Texte fourni:

——————————

Tim Burton aime travailler sur l’ambiguïté de la réception. Il en montre tout le dilemme dans Ed Wood, lors du tournage de Bride of the Monster, au moment où Thor se cogne contre le chambranle de la porte, faisant trembler tout le décor. Le chef opérateur d’Ed Wood lui fait remarquer qu’il faudrait faire une deuxième prise car l’acteur a eu un accident sur celle-ci, sous-entendant que si le réalisateur monte la première prise, le spectateur se rendra compte que la maison n’est qu’un décor. Il ne croira alors plus à l’histoire puisqu’il la sait truquée. Ed Wood considère au contraire que la prise est authentique – « ça aurait pu lui arriver dans la vraie vie » explique le réalisateur. Il est donc sûr que le spectateur recevra le plan comme cohérent et réaliste, cette prise incarne la vraisemblance de l’histoire. Deux réceptions sont possibles, le public pourrait donc être confus et ne pas bien saisir les intentions initiales.
La relation de Tim Burton à la cohérence de ses histoires est un sujet foisonnant puisque dans le cinéma fantastique, il y a une part d’irrationnel, de quelque chose qui, à un moment donné, échappe à la logique de notre quotidien. Ce décrochage, ce choix de croire ou pas en la fiction, est même l’un des enjeux de Sleepy Hollow où Ichabod Crane passe une partie du film à se demander s’il doit croire ou non à l’existence du fantôme. Il a donc un problème d’interprétation et doit choisir entre le rationalisme et le merveilleux. C’est un peu le même chemin qu’effectue Will Bloom dans Big Fish. Alice au Pays des Merveilles est également intéressant car le personnage répète sans cesse qu’il ne croit pas en ce qui lui arrive et tout, dans l’image au rendu ultra-transformé, renforce cette idée, comme si le spectateur ne devait pas croire à cette histoire. Et s’il ne doit pas croire à cette histoire ci, ni aux éclaboussures de sang pas du tout réalistes dans Sweeney Todd, en quoi doit-il croire ? À en lire les critiques, le public semble plus apte à accepter le fantastique quand il naît au sein de la narration, à travers un personnage par exemple, plutôt que par des effets de mise en scène qui ne sont, pourtant, pas moins pleinement assumés comme fantastiques.

C’est l’un des aspects que je trouve particulièrement intéressants chez Tim Burton. Le mal fait est toujours vecteur de sens et doit conduire le spectateur à réfléchir à ce qu’il regarde et à comment il regarde un film.
Quel est ton quotidien de chercheuse en cinéma en France ?
Je suis chercheuse associée au laboratoire LARA-SEPPIA mais la recherche ne fait pas vraiment partie de mon quotidien. Elle intervient quand mes activités professionnelles me laissent du répit ou quand on me sollicite pour parler ou écrire sur un sujet en particulier.

——————————

Entrées de données enregistrées:
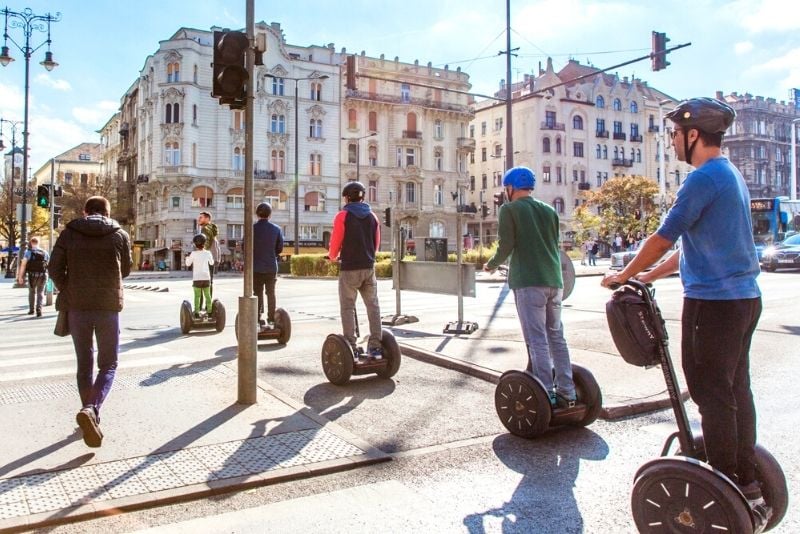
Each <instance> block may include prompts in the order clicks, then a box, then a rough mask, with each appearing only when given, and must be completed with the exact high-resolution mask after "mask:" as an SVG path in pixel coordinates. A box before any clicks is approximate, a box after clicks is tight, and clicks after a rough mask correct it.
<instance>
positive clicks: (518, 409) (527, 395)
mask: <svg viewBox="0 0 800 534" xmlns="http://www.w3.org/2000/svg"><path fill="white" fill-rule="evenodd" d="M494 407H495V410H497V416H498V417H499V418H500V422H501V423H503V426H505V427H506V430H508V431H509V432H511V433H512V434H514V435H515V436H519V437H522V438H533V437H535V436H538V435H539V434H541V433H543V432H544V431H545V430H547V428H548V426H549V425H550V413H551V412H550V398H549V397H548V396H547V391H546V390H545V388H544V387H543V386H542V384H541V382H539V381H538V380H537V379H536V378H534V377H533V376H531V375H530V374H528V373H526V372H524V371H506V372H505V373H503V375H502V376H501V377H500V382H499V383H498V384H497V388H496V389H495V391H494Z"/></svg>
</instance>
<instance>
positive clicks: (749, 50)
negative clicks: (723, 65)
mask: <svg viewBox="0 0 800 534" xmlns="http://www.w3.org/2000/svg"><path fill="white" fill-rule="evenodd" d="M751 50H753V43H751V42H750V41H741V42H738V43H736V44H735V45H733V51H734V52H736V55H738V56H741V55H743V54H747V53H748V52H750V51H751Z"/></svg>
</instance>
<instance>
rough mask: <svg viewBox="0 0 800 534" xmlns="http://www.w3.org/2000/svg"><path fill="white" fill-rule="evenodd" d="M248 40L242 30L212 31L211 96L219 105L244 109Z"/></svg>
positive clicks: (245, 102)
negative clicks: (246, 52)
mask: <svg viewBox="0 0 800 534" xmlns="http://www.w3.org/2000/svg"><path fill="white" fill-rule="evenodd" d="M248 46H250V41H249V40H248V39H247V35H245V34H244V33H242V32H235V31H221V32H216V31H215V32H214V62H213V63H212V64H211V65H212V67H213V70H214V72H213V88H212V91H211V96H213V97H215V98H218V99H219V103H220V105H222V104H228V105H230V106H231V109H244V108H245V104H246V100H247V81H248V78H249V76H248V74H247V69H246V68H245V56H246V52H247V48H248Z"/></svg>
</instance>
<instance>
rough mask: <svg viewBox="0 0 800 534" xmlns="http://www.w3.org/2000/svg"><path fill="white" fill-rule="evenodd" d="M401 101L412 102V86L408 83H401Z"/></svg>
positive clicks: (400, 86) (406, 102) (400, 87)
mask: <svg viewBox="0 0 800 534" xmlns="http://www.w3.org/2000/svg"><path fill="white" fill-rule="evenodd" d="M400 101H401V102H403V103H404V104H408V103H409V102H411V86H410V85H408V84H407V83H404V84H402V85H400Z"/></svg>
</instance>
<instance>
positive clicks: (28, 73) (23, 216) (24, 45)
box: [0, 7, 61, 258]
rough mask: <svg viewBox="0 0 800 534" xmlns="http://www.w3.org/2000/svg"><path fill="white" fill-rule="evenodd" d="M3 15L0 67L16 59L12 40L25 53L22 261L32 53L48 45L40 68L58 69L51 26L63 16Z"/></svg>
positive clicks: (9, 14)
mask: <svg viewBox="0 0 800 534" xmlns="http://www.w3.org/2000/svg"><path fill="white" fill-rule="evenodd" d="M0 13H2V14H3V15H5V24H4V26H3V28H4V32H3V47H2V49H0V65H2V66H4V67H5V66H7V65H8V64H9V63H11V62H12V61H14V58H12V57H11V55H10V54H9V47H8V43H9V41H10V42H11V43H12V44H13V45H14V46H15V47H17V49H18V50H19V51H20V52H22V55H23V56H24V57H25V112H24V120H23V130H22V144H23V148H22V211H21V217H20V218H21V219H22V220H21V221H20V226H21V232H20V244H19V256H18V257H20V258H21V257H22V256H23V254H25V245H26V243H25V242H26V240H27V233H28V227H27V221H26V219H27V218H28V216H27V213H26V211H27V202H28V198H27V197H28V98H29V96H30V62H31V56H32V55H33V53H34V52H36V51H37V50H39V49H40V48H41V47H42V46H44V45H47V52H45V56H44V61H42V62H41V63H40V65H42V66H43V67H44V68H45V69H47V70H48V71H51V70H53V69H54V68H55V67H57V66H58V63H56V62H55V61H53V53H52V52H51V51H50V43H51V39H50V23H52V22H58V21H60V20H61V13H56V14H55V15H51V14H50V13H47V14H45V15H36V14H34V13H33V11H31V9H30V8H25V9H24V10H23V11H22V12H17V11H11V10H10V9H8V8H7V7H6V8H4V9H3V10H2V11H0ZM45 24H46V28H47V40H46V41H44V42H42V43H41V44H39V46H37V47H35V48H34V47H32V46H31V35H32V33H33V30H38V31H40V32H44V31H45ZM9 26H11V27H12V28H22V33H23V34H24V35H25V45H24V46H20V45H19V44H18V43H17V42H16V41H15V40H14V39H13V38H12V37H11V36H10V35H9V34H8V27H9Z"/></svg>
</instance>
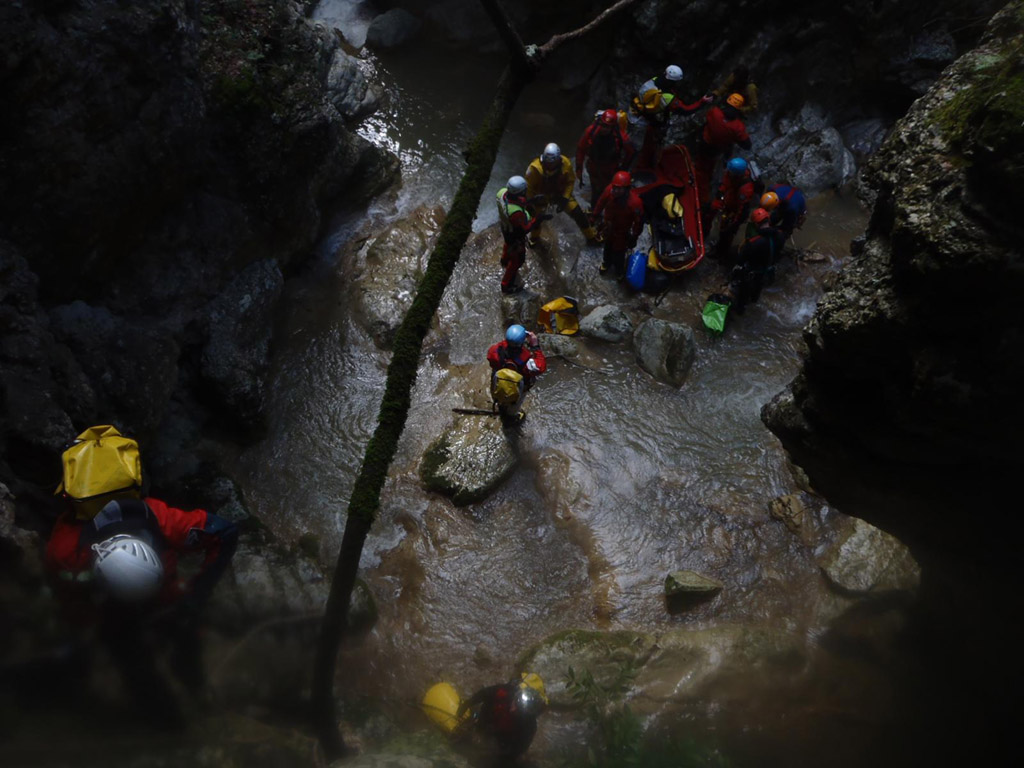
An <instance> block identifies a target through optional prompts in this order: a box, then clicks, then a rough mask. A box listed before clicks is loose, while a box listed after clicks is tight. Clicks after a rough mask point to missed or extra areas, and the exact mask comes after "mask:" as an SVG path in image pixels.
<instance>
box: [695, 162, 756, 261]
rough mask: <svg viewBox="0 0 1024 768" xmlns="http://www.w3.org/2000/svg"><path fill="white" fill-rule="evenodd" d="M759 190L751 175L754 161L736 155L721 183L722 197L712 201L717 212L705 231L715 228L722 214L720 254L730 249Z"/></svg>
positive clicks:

——————————

Consigne: Poursuivez le texte sur Tim Burton à partir de sa dernière phrase.

Résultat:
Je n’ai pas envie de faire carrière dans le milieu de la recherche en cinéma et mon rapport à celui-ci est aujourd’hui très loin de ce qu’il était pendant mon doctorat ou la rédaction du livre sur Tim Burton. Mon approche est devenue plus légère. La recherche m’intéresse toujours mais ma pratique n’est pas représentative de celle qui fait vivre les universitaires notamment.
Qu’est-ce qui attire les jeunes de maintenant à se lancer dans des études de cinéma ?
Je ne suis pas certaine que les motivations actuelles des jeunes soient très différentes de celles d’il y a 10 ou 20 ans. La plupart des étudiants veulent faire du cinéma, raconter des histoires par le biais de ce médium. C’est avant tout la pratique qui les attire, le cinéma reste une usine à rêves. Les jeunes se lancent dans les études de cinéma pour entrer dans cette industrie. Sa découverte, même théorique, est très stimulante. Certains se tournent ensuite vers d’autres champs du septième art comme l’économie, la recherche, la conservation, la programmation, mais ce sont généralement des aspirations qui naissent avec les études, rarement avant, d’après les retours que j’ai de mes anciens étudiants.

La différence majeure entre hier et aujourd’hui serait le secteur d’activités dans lequel les jeunes veulent exercer. « Cinéma » est trop réducteur à l’heure des plateformes et des contenus immersifs. Les ambitions sont plus variées qu’avant mais toujours majoritairement tournées vers la pratique et les métiers médiatisés. De plus, ce qui est marquant, c’est que grâce aux technologies récentes, les étudiants pratiquent déjà, à leur manière, via les réseaux sociaux. Malgré cette expérience, le cadre des études de cinéma leur semble nécessaire pour se professionnaliser.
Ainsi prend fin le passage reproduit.